Set task
Copy the following entries, keeping every line identical to the original.

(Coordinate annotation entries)

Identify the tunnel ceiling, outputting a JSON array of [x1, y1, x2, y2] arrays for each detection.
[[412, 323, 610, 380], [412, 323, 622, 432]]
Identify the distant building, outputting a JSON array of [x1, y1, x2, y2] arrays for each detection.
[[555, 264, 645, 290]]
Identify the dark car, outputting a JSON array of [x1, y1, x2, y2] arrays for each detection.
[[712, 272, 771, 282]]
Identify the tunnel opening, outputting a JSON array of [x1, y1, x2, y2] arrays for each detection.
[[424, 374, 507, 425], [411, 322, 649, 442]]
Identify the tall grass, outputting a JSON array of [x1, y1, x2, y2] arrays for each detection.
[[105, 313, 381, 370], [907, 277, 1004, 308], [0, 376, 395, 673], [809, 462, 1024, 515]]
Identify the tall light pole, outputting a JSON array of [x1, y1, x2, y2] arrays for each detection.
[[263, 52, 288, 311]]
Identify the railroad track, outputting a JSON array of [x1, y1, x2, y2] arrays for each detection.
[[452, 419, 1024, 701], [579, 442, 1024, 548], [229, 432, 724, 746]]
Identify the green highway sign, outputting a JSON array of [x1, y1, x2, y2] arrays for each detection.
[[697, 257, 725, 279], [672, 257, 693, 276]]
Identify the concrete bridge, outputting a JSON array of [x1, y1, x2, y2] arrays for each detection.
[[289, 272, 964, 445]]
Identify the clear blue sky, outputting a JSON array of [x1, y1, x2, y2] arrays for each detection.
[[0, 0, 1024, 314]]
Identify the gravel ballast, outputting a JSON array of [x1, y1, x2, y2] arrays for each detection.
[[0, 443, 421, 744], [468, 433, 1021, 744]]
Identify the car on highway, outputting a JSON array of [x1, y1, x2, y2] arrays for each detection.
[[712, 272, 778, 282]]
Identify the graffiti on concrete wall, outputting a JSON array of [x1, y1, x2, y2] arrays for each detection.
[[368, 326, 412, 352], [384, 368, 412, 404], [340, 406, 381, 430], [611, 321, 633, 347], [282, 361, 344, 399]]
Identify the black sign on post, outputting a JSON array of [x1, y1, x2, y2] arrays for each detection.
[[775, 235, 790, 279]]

Answer to the exercise
Identify the tunnel ceiling, outputting a JSON array of [x1, y1, x2, y2] arrays for each detection.
[[412, 323, 610, 380], [412, 323, 622, 432]]
Identify the distant building, outputting a JSON array of [x1, y1, x2, y2] arrays for each detection.
[[555, 264, 645, 290]]
Identify the dark car, outputting a JSON array of [x1, y1, x2, y2] arrays for each detection.
[[712, 272, 771, 282]]
Identify the tunnel opening, outputting a JSON array of [x1, y1, x2, y2] arrays for each detection.
[[424, 374, 507, 425], [411, 322, 649, 442]]
Identify the tall grass, outputting a JSON array of [x1, y1, x2, y2] arrays for each detection.
[[105, 313, 381, 370], [907, 277, 1004, 308], [0, 376, 395, 673], [809, 462, 1024, 515]]
Identify the tall light pole, outputting a JSON array of [x1, y1, x2, y2] arrays for each detection.
[[263, 52, 288, 311]]
Identify the railroad track, outputting a JSON array of [x1, y1, x2, y2] arrays for each detection.
[[452, 419, 1024, 701], [579, 442, 1024, 548], [229, 432, 724, 746]]
Identify the green highway sign, outputting a JSON array of [x1, y1, x2, y2] arrays for each detection.
[[697, 257, 725, 279], [672, 257, 693, 276]]
Identify the concrete bridge, outputting a JSON array of [x1, y1, x2, y2] arrays for each detection.
[[289, 272, 964, 445]]
Identify the clear blue sky, outputting a JSON array of [x1, y1, x2, y2] arrays for each detection.
[[0, 0, 1024, 314]]
Identify the gravel ballast, outputting a JSON array of [x1, y1, x2, y2] arrays for each detection.
[[0, 443, 421, 744], [468, 433, 1021, 744]]
Identify the car on highway, outputting a JSON array of [x1, y1, x2, y2] arrays for each detection.
[[712, 272, 778, 282]]
Identify the graffiti on concrete wall, outputting a JSON array of [x1, y1, x2, y2] arrays for each detection.
[[368, 326, 412, 352], [384, 368, 412, 404], [340, 406, 381, 430], [611, 321, 633, 347], [282, 361, 344, 399]]
Identify the black sign on post, outputting a JSON array of [x1, y1, x2, y2] arrays for each detection.
[[775, 235, 790, 279]]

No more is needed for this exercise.